STATED PROBLEM: From the forum thread about the multinomial inequality below, copy word for word the part that begins at the words "My question is" and stops after "enough thought yet)".

QUOTED TEXT:
I have the following lemma, but there seems to be one (or two) mistakes in the proof found in this paper (lemma 3). The lemma states that for $Multinomial(n,p_1,\ldots,p_k)$ distributed $(X_1,\ldots,X_k)$ the following inequality holds:
$P(\sum|X_i-np_i|\geq \epsilon) \leq 3\exp(-n\epsilon^2/25)$
However, in the proof he defines some new Variables, especially a $Poisson(n)$ variable N, independent from iid $U_1,U_2,\ldots$ with $P(U_1=i)=p_i$ for $i=1,\ldots,k$.
He then defines $X_1',\ldots,X_k'$ with $X_i'$ being the number of occurences of $i$ in $U_1,\ldots,U_N$, that is $X_i'=\sum_{j=1}^N 1_{U_j=i}$. Of course they are each $Poisson(np_i)$ distributed, but then he states, that they are independent as well, but that cannot be, can it? For example, take $k=2$, then $X_1'=N-X_2'$. Sadly he uses this independence like 10 lines later.
My question is - am I missing something obvious? If not, is there another way to prove this fact or a similar (by which I mean, a different right hand $R(n,\epsilon)$ of the inequality, for which at least $\sum_{n\geq 1} R(n,\epsilon) < \infty$)
(In the first step of equation (4) of the proof seems to be a mistake as well, but maybe I have not given it enough thought yet)
There is no error actually. I proved this to my computer science professor. First, I need to give you major components:
[1] Switching between Poisson distribution and multinomial. Suppose X Poisson. Let $x_i$ be number of times the value i appeared (ex. $x_5$ would be the number of times 5 was observed). Also, let $\lambda$ be the total number of observations. We see that if $\lambda$ is not fixed, X is Poisson. If $\lambda$ is fixed, we can think of $p_i$ = $x_i$/$\lambda$ as the probability of each value. $p_i$'s have to add up to 1. Thus, when $\lambda$ is fixed (known in advance), X become multinomial distribution.
[2] Equation (2): Using triangle inequality. Plop $X_i^{'}$ right in the middle of the inequality like this: $$\sum_{i=1}^{k}(1/n)|X_i-np_i|$$ becomes $$\sum_{i=1}^{k}(1/n)|X_i-X_i^{'}+X_i^{'}-np_i|$$ and apply triangle inequality to get right hand side.

INFORMATION SHOWN:
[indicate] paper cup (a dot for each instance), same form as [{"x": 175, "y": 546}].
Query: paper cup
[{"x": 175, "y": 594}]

RESPONSE FOR THIS EXERCISE:
My question is - am I missing something obvious? If not, is there another way to prove this fact or a similar (by which I mean, a different right hand $R(n,\epsilon)$ of the inequality, for which at least $\sum_{n\geq 1} R(n,\epsilon) < \infty$)
(In the first step of equation (4) of the proof seems to be a mistake as well, but maybe I have not given it enough thought yet)